Document extract

In [3]:
import dryml

# DRYML Tutorial 3 - Compute `Context`s

A second major issue ML platforms suffer from is the difficulty of configuring compute resources. By default, most platforms (like TensorFlow) just allocate all memory on a GPU. DRYML attempts to remedy this with a `context` system. The `context` system provides a way to specify a computational resource requirement, and indicate which resources have been claimed. `context` can then check whether the user has authorized the current thread to use the available resources. It can either fail or launch a python sub-process to contain compute operations. This allows device memory to be released when the method completes. Secondly, `Object` supports a 'compute' mode, where the user can contain the allocation of any objects which may require device memory.

### DRYML `ResourceRequest`s

DRYML implements the `ResourceRequest` to allow the user to inform the library what types of compute resources are required for a given code section or method. Resources can be specified using a dictionary with keywords aligning with the framework you need. We have the following keywords: for tensorflow 'tf', for pytorch 'torch', and for default 'default'. For example, if we want one GPU available for tensorflow use, the resource request would look like this:

In [4]:
ctx_reqs = {
    'default': {'num_gpus': 0},
    'tf': {'num_gpus': 1},
    'torch': {'num_gpus': 0},
}

A resource request is a dictionary with a couple keys to signal a request for specific resources. Right now we can ask for a specific number of cpus/gpus with `num_cpus` and `num_gpus`. We can also ask for specific cpus and gpus with `cpu/<i>` and `gpu/<i>` with a float value between `0.` and `1.`. When possible, if you request a fraction of a gpu, DRYML will configure the corresponding framework for that.

Thus, the above context requirements asks for tensorflow with one gpu, and torch with no gpus.

With the `ctx_reqs` dictionary, DRYML will create a `ContextManager` which will attempt to create appropriate contexts with the correct resources. If successful, the user will have access to the necessary GPUs, and the correponding libraries will be configured for the requested devices (if possible).

> Be aware that most frameworks currently have no way of enforcing limits on memory consumption of GPUs. This means, the user is trusted to try and adhere to the memory requirements which DRYML makes available at all times through the `dryml.get_context()` method which returns the current `ContextManager`.

Problem to solve
Edit the DRYML tutorial passage that begins at the words "Thus, the above" and stops after "devices (if possible).", putting "ContextHandler" wherever "ContextManager" appears. You won't need the entries for this.

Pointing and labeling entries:

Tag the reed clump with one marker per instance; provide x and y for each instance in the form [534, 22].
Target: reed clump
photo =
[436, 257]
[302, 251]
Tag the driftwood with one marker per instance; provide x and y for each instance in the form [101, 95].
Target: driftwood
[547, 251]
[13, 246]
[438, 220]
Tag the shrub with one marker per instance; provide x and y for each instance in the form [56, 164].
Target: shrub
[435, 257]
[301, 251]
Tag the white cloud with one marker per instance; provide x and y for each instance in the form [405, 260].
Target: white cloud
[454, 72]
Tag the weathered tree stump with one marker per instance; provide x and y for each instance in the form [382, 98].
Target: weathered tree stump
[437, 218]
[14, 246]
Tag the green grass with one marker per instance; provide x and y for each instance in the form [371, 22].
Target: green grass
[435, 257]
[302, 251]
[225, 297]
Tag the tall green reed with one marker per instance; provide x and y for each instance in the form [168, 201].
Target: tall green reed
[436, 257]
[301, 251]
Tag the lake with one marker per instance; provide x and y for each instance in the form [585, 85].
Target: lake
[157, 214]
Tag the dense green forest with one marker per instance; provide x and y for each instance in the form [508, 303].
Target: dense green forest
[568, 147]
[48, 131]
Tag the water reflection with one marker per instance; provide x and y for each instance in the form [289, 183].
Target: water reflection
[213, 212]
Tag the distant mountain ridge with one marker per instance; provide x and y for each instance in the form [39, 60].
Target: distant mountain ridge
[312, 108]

Result for this exercise
Thus, the above context requirements asks for tensorflow with one gpu, and torch with no gpus.

With the `ctx_reqs` dictionary, DRYML will create a `ContextHandler` which will attempt to create appropriate contexts with the correct resources. If successful, the user will have access to the necessary GPUs, and the correponding libraries will be configured for the requested devices (if possible).